## Brief
Below is a listing; repeat exactly the lines from the one containing "# test: identify the long" to the one containing "# test: identify the black vertical", both included.

BEGIN Given information

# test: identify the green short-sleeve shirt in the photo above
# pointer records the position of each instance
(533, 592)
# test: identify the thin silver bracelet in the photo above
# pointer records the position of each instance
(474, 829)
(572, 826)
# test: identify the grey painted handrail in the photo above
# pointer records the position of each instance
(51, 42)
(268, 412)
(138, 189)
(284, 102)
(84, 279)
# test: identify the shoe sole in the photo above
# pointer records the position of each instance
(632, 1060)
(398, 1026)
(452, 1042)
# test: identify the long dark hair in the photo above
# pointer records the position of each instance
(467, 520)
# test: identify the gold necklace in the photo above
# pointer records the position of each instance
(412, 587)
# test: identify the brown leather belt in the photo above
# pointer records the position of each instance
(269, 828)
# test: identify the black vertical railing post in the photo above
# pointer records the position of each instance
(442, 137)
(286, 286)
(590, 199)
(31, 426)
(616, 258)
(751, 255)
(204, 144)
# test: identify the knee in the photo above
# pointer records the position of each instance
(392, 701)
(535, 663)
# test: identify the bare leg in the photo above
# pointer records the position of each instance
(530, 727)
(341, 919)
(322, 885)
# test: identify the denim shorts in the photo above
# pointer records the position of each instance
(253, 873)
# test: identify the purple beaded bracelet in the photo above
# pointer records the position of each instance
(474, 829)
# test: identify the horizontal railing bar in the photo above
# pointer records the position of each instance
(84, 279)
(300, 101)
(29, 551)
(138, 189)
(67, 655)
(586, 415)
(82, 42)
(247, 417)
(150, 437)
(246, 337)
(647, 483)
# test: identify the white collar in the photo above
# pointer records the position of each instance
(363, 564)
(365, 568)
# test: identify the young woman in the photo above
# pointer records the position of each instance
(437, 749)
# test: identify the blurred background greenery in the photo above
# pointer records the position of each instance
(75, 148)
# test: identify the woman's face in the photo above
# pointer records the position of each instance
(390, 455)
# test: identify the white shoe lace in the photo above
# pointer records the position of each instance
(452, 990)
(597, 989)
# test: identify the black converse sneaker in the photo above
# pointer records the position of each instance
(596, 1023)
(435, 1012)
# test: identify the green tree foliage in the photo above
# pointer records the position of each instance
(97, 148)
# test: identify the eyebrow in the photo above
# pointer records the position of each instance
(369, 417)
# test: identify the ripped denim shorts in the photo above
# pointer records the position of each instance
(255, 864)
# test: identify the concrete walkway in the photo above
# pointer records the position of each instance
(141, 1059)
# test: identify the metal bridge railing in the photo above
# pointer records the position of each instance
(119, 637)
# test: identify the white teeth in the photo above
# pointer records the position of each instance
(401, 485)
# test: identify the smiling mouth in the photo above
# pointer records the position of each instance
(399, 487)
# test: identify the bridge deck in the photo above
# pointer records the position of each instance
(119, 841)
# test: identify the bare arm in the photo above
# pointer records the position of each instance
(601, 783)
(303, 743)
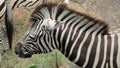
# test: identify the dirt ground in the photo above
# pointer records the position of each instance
(106, 9)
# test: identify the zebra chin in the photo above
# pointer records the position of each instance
(20, 53)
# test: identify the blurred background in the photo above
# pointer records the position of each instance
(107, 10)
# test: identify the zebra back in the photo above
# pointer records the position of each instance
(60, 12)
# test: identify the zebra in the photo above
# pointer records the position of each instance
(6, 7)
(79, 37)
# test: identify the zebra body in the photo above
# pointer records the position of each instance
(81, 38)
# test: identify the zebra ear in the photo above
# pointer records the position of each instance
(52, 24)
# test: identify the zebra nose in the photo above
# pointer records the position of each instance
(20, 53)
(18, 48)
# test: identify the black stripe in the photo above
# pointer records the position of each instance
(2, 6)
(101, 53)
(82, 57)
(33, 3)
(2, 16)
(92, 54)
(15, 4)
(108, 52)
(21, 3)
(115, 52)
(75, 50)
(28, 3)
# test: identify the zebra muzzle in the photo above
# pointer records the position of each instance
(20, 53)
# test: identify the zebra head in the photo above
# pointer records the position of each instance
(38, 38)
(27, 4)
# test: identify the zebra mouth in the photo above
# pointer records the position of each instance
(25, 55)
(21, 53)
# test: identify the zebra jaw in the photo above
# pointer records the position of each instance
(21, 53)
(52, 24)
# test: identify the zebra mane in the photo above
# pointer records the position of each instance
(53, 11)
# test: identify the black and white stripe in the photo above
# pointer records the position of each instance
(80, 37)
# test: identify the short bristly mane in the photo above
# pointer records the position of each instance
(46, 10)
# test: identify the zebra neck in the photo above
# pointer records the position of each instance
(14, 3)
(89, 50)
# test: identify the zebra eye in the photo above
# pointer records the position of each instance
(32, 37)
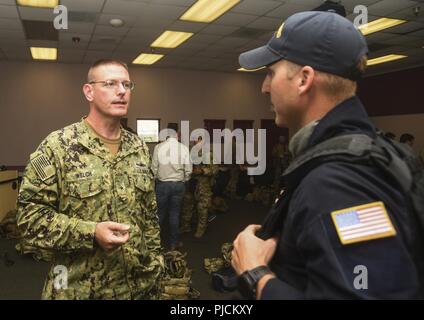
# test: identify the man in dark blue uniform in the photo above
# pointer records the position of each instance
(346, 232)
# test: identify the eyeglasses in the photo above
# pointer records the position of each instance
(114, 84)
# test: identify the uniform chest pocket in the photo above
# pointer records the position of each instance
(85, 188)
(144, 182)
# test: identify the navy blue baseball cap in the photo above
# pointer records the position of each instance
(324, 41)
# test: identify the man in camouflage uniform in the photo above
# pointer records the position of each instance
(204, 174)
(87, 196)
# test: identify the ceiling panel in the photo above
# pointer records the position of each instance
(129, 21)
(8, 12)
(80, 27)
(37, 14)
(288, 9)
(18, 35)
(219, 30)
(83, 5)
(205, 38)
(248, 25)
(386, 7)
(66, 41)
(110, 31)
(186, 26)
(266, 23)
(42, 43)
(236, 19)
(17, 52)
(10, 24)
(255, 7)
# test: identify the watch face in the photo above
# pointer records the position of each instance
(246, 286)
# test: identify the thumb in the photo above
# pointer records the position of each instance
(118, 226)
(272, 242)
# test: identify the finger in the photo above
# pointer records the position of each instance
(114, 240)
(272, 242)
(252, 228)
(118, 226)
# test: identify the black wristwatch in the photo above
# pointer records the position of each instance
(248, 281)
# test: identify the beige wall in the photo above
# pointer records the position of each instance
(411, 123)
(37, 98)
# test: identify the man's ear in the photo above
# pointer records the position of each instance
(88, 92)
(306, 79)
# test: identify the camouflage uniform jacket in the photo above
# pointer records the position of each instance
(72, 182)
(209, 171)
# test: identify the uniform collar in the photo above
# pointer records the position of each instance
(348, 117)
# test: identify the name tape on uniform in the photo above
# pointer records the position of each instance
(363, 223)
(43, 167)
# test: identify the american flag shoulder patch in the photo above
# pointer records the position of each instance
(42, 167)
(363, 223)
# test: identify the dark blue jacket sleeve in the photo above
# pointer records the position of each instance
(333, 270)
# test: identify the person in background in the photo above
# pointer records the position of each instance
(316, 245)
(172, 168)
(87, 197)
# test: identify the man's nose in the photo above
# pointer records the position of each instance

END Given information

## Your response
# test: identify the long dark hair in the photo above
# pointer records the position of each instance
(467, 520)
# test: identify the gold necklace in the photo above
# pointer records the position of each instance
(412, 587)
# test: identify the brown leather belt in the photo above
# pointer records the position of each instance
(269, 828)
# test: identify the black vertical railing post in the photo above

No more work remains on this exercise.